(WHAT THE TASK REQUIRES): List each line of the listing below that contains the string "blue", copying the lines in full. Matches must have the same capitalization.
** START **
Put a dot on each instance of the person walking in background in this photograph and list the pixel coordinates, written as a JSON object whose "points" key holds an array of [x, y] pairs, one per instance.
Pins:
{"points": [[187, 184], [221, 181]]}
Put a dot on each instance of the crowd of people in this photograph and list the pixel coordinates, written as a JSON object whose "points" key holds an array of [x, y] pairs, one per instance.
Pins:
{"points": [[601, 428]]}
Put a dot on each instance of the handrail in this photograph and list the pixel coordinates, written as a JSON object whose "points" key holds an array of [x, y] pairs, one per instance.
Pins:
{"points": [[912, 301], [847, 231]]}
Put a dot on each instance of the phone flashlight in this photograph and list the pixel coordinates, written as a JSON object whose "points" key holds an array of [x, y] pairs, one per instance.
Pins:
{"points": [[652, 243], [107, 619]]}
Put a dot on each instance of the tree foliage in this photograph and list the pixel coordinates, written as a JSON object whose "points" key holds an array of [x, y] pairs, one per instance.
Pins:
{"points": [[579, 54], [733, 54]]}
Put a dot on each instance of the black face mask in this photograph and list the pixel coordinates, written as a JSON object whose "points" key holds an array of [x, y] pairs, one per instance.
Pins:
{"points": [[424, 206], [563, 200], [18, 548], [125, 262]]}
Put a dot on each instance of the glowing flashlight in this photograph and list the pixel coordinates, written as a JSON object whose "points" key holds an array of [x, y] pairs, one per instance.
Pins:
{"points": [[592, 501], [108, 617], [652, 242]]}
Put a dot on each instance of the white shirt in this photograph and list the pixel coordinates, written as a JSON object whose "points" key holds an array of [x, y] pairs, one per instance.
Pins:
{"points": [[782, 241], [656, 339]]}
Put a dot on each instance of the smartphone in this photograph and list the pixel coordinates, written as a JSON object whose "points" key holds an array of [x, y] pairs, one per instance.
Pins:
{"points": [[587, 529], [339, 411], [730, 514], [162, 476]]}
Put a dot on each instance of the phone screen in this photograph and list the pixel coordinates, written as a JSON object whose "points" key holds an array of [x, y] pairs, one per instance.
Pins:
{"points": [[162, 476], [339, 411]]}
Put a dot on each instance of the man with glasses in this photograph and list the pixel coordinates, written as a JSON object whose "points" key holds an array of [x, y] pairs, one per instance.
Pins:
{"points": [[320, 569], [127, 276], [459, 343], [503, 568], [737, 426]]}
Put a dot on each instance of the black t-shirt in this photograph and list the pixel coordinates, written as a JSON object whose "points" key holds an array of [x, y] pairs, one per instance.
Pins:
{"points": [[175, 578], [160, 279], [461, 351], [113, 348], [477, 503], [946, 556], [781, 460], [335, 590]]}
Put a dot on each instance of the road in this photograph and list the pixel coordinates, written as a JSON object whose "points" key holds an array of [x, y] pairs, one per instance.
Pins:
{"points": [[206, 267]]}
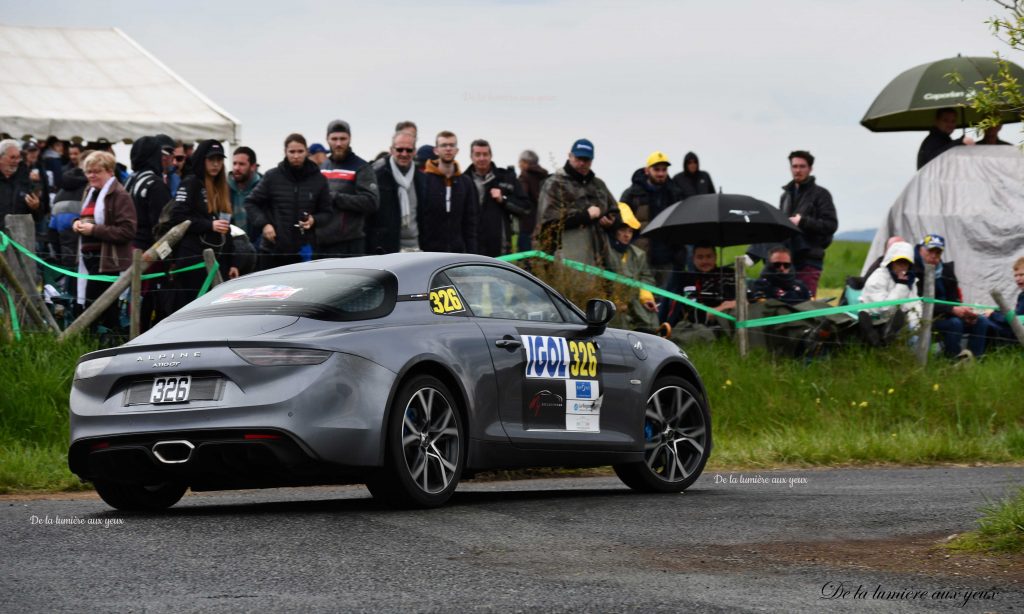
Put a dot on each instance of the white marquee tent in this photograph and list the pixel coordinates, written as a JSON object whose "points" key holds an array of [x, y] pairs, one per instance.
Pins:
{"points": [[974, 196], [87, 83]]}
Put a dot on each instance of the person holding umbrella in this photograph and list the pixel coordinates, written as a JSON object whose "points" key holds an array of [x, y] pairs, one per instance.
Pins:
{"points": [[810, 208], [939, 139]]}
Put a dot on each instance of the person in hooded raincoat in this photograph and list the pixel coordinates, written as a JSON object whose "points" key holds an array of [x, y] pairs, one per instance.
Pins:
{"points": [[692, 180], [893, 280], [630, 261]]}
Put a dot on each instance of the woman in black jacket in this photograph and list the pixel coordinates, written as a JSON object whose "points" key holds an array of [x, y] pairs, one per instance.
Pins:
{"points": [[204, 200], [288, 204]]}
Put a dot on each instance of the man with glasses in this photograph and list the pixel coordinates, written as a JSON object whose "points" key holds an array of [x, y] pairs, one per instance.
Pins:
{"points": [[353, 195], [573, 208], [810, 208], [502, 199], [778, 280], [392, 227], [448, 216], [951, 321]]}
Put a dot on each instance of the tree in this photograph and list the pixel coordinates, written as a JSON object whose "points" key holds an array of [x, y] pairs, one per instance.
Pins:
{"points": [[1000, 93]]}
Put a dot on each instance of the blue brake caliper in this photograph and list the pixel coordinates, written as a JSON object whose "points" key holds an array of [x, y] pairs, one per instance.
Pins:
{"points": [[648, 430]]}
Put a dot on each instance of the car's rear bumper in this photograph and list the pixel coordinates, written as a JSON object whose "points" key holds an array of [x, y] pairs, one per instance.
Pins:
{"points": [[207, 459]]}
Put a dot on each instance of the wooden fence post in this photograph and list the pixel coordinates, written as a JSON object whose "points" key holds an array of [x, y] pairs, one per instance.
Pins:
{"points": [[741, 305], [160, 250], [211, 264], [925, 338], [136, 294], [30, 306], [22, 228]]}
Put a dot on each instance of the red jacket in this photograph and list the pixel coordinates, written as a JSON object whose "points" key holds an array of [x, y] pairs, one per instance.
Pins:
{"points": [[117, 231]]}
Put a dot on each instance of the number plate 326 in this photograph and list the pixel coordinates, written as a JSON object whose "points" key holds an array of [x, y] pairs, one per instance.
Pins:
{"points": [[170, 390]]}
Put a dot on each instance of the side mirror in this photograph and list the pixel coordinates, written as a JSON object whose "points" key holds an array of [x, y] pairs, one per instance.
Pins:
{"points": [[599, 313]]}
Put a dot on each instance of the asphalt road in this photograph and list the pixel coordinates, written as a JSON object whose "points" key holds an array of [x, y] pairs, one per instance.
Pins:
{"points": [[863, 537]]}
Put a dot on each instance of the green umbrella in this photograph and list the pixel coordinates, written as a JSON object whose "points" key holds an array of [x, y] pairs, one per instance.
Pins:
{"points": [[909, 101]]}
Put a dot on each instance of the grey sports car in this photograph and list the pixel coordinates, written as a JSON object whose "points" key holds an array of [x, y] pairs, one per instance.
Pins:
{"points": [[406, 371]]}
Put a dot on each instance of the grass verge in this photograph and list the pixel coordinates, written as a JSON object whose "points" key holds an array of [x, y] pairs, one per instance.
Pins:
** END **
** START **
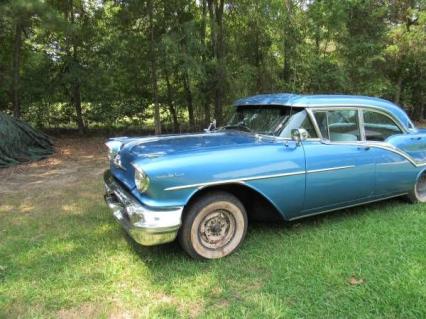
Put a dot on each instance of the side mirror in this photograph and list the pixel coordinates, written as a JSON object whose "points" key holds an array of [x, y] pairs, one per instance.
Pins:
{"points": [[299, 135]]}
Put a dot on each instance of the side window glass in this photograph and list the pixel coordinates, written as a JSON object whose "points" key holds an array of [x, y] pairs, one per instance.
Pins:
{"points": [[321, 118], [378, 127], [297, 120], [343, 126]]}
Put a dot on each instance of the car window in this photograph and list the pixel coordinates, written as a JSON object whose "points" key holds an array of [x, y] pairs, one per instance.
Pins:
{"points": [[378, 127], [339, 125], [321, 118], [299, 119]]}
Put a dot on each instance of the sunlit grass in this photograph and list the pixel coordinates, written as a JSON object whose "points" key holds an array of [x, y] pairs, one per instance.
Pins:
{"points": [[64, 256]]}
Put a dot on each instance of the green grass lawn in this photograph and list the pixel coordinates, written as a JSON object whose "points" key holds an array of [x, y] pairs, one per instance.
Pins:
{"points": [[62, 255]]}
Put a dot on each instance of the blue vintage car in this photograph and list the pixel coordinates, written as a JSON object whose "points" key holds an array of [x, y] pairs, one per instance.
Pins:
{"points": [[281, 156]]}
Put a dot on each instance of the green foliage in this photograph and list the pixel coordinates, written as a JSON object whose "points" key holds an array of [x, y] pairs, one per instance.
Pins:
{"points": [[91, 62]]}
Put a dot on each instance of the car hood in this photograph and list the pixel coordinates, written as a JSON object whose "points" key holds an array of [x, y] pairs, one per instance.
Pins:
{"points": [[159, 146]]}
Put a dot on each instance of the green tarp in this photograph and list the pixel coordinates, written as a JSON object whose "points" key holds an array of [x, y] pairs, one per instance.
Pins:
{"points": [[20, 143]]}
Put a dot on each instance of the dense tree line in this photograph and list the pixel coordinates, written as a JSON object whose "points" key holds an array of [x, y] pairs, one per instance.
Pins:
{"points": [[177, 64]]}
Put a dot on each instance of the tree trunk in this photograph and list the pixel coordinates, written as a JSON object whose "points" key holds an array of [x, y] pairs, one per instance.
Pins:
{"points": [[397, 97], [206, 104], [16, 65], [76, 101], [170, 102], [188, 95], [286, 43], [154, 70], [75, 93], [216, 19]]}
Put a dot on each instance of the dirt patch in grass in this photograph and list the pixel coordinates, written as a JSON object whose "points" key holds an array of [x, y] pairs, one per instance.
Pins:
** END **
(CORRECT RESPONSE):
Put a dot on each instance of the blue brake caliper in this photograph and list the pixel coordinates, written as a JSON object whose "points" key holds an array of [x, y] pairs, one per instance.
Put a dot on each instance of the blue vintage car in this photograph and list the pixel coordinates, written as a JSON object whose "points" key holds an array of [x, y] pairs, one per instance.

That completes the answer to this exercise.